Problem statement:
Transcribe the records that follow. Keep every word exactly, and drop the pictures.
____ Study material
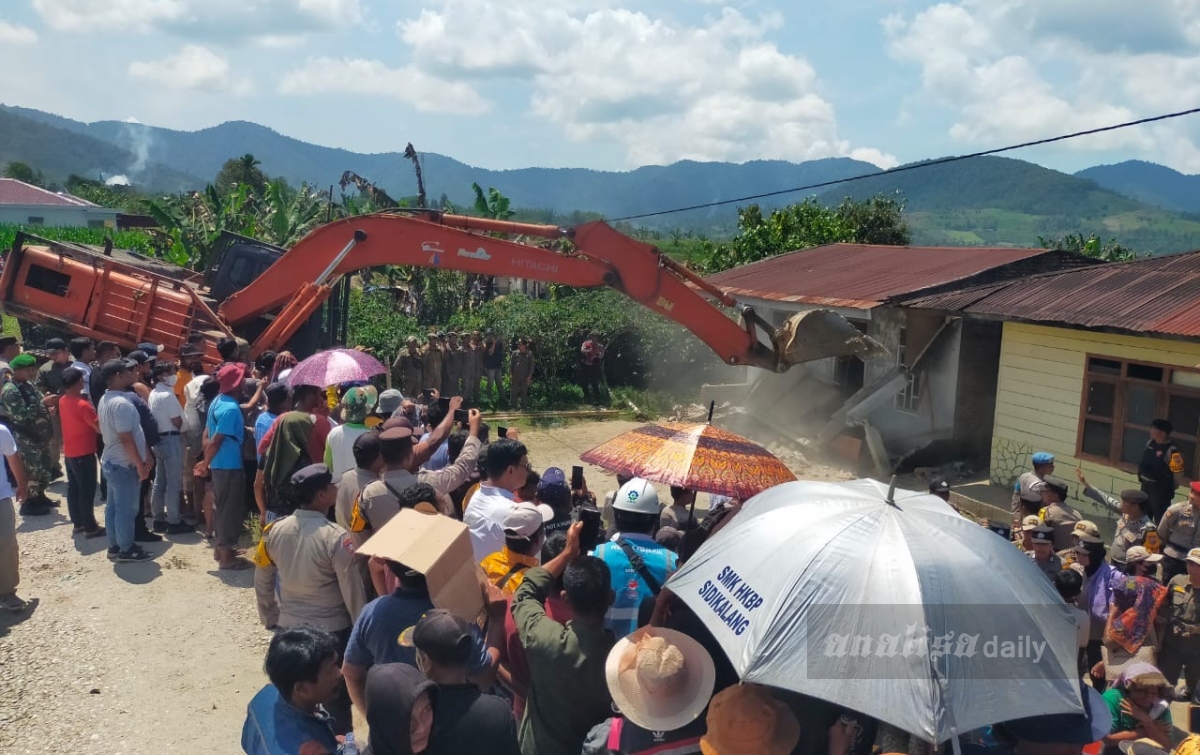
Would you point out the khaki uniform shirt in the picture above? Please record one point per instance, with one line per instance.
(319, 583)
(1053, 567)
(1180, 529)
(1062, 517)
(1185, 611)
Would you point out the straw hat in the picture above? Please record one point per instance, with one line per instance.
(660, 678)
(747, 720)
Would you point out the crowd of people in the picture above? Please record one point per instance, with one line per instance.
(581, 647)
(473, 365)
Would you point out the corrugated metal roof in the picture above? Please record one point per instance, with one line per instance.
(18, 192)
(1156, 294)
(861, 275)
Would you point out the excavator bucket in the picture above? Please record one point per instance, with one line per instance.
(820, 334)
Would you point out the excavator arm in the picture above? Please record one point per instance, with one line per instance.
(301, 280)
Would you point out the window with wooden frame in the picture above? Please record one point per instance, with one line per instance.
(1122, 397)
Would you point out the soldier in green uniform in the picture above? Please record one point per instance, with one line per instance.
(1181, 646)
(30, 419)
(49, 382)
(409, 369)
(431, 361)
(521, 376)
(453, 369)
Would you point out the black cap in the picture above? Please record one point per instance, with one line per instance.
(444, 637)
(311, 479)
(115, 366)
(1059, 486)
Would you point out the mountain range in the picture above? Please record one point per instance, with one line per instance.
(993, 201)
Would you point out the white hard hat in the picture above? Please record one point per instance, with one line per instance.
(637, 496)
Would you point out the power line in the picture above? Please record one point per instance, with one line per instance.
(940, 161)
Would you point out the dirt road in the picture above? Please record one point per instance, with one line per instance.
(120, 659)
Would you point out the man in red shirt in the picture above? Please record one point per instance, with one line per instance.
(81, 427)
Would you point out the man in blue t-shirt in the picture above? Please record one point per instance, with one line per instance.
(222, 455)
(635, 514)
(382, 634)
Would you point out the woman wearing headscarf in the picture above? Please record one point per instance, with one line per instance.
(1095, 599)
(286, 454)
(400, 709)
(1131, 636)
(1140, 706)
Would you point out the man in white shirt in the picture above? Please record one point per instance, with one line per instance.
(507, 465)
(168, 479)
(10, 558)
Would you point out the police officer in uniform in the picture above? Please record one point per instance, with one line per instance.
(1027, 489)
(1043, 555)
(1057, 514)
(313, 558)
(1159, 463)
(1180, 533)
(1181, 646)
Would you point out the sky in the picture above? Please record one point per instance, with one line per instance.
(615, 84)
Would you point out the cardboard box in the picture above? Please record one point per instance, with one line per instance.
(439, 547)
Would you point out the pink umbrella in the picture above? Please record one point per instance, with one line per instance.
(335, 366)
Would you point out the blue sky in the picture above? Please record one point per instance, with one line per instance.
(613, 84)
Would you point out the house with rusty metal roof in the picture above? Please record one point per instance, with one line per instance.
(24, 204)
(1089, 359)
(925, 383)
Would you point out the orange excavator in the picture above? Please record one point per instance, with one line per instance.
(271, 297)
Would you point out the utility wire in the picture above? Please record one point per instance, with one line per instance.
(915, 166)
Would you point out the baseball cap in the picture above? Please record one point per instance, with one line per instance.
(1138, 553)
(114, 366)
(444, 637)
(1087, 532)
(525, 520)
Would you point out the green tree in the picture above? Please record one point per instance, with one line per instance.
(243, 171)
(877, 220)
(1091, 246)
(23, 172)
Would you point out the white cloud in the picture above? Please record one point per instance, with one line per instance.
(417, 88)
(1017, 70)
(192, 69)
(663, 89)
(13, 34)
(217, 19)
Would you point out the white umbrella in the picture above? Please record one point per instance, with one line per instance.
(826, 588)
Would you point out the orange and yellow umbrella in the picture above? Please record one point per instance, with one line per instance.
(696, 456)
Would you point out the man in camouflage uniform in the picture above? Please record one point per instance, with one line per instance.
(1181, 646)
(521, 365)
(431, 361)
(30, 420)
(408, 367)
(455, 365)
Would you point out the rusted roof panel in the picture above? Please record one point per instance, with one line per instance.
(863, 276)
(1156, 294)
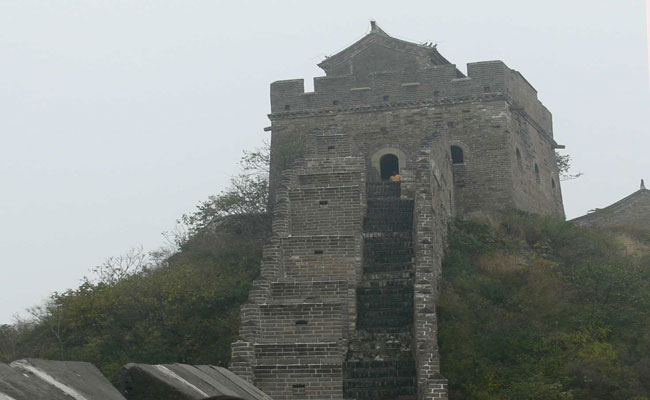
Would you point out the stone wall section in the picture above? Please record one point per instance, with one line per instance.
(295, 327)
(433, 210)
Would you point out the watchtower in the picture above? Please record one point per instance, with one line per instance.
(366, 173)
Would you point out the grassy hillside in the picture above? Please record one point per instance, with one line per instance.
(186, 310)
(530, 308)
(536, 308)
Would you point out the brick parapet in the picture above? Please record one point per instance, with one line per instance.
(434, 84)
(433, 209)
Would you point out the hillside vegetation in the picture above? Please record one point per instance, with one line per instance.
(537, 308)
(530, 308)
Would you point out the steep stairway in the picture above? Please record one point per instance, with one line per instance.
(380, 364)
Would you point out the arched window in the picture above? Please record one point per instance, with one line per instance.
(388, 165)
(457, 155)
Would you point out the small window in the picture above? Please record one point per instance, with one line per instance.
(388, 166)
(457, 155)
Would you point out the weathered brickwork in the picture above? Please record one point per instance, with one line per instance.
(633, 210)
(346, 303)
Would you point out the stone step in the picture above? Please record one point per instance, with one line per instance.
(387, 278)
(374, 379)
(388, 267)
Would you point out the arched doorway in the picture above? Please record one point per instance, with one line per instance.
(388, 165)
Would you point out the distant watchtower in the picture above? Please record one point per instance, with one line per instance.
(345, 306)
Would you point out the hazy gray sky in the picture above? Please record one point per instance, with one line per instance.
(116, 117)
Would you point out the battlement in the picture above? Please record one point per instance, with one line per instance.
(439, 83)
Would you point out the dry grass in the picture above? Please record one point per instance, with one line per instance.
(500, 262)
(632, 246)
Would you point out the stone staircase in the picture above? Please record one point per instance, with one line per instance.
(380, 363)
________
Solution:
Would you point out the khaki uniform shirt in the picture above? Please record one point per instance, with one line per instance.
(319, 583)
(1053, 567)
(1180, 529)
(1062, 517)
(1185, 611)
Would you point out the straw hat in the picture above? Please record one point per instance, with one line per instance.
(660, 678)
(747, 720)
Would you point out the crowd of people in the picture above? Please record one point per instance, with one line per instance.
(581, 647)
(473, 365)
Would you point out the corrugated metal roof in the picture above? Please record one point per instance, with one line per instance.
(18, 192)
(1156, 294)
(861, 275)
Would you point out the excavator bucket in the picture above? Please record one point per instance, with one line per instance.
(820, 334)
Would you point out the excavator arm in the picture above? Please record one point per instance, with one line per instance.
(301, 280)
Would you point out the window with wooden frame in the picture above? Please record one point per instance, with one line per instance.
(1122, 397)
Would you point out the soldier in green uniform in the picture above? Please record one point per instance, with one line per instance.
(1181, 646)
(30, 419)
(49, 382)
(409, 369)
(431, 361)
(521, 376)
(453, 369)
Would you point out the black cap in the picture above? Please record one point per instance, with one line per instance.
(444, 637)
(311, 479)
(115, 366)
(1059, 486)
Would you point out the mountain range in the picture above? Please record one point per instance, with one line per instance.
(993, 201)
Would you point out the white hard hat in the picture above? Please record one point per instance, with one line per instance.
(637, 496)
Would you point out the power line in the picture above? Please record one point per instance, with one line per instance.
(940, 161)
Would you point out the dirt road in the picture above? Please record one point per instance, with one line per instance.
(120, 659)
Would you point out the man in red shirt in the picture above? Please record one point per instance, with one line per instance.
(81, 427)
Would you point out the man in blue t-shirt in the picture above? Please record one point per instance, with one line per instance.
(222, 455)
(635, 514)
(382, 634)
Would you point out the woman wearing headscarf in the picture above? Please record one point per instance, with one line per instance.
(1095, 599)
(286, 454)
(400, 709)
(1131, 636)
(1140, 706)
Would you point out the man in white shirt in the picture above? Please record one point per instance, with one line per instance.
(507, 465)
(168, 479)
(10, 558)
Would you point out the police officer in uniform in the picture above? Please record one point per instance, with one line per instance.
(1027, 489)
(1043, 555)
(1057, 514)
(313, 558)
(1159, 463)
(1180, 533)
(1181, 646)
Would you point out the sky in the picture above? Please record one point per instance, with one line per instance.
(615, 84)
Would you point out the cardboard box in the picture above? Please record one point per instance, with one line per instance.
(439, 547)
Would you point out the pink umbrella in the picture above? Please record one point per instance, with one line per instance.
(335, 366)
Would you point out the blue sky in the picture above? Please record one point per instance, with one line per instance.
(613, 84)
Would you point out the house with rusty metal roof in the picture above? Please record one point per instance, with one line per instance.
(24, 204)
(1089, 359)
(925, 383)
Would you point out the orange excavator in the picture above? Please record one point per instance, with one line per instance.
(271, 297)
Would you point out the utility wire in the picture above? Please record one point per instance, with one line per instance.
(915, 166)
Would you point out the baseball cap in the picture above? Please record one point per instance, with one line per instance.
(1138, 553)
(114, 366)
(444, 637)
(1087, 532)
(525, 520)
Would you point out the green tree in the picture above? Please record one point per instance, with one line per instance.
(243, 171)
(877, 220)
(1091, 246)
(23, 172)
Would you point out the white cloud in the picture above? Please record one point per instance, with one line per instance.
(417, 88)
(1017, 70)
(192, 69)
(663, 89)
(13, 34)
(217, 19)
Would you point out the white umbrella in the picture above? Please record one point per instance, with one line per instance.
(826, 588)
Would you point out the orange and yellow umbrella in the picture above? Please record one point per instance, with one line per instance.
(696, 456)
Would you point out the man in camouflage uniform in the picture above? Please record one point per instance, with one line per instance.
(1181, 646)
(521, 365)
(431, 361)
(30, 420)
(408, 367)
(455, 365)
Would you point out the rusted roof panel in the picture above? Please record one point per instance, with one line per instance.
(863, 276)
(1156, 294)
Would you point out the stone wall section in the picture above? Please record one point per instance, with one line per instance.
(295, 327)
(433, 210)
Would you point out the watchtower in the picture above? Please record one point per instance, with one line per instance.
(366, 173)
Would you point out the grassy hillside in the picture above? Please record one point per instance, with one line per instance.
(186, 310)
(530, 308)
(536, 308)
Would you point out the brick parapet in the picture above? Please record one point per instance, with one line per instance.
(434, 84)
(433, 209)
Would you point out the hillside vegetation in the picture above? Please record one point per instance, with one line per instance.
(537, 308)
(530, 308)
Would you point out the steep stairway in the picture above? Please record one point per instance, with one line per instance.
(380, 364)
Would you point out the arched window in the picture above? Please record one point per instance, with one line per instance.
(388, 165)
(457, 155)
Would you point out the small window in the picture above? Please record one point per instance, with one line per instance.
(388, 166)
(457, 155)
Would you point out the weathered brickwork in the picture above? Please record one point per instance, with one line per instance.
(633, 210)
(346, 303)
Would you point out the stone step in the picture above? Please record one point per instance, with one line per instance.
(387, 278)
(374, 379)
(388, 267)
Would you point out the arched doorway in the picture above? Please record one point per instance, with one line per instance.
(388, 165)
Would you point out the distant watchtower in the picture above? Please record one point per instance, with one line per instance.
(345, 306)
Would you point out the hazy gray sky in the picture above? Please record one point per instance, with one line per instance.
(116, 117)
Would you point out the battlement in the picture above? Please record one point per instance, with one line per instance.
(439, 83)
Would you point out the dry grass in the picture above? Please record one point per instance, with one line per instance.
(500, 262)
(632, 246)
Would you point out the stone staircase in the picture above? Please record one point per instance, with one line per instance.
(380, 363)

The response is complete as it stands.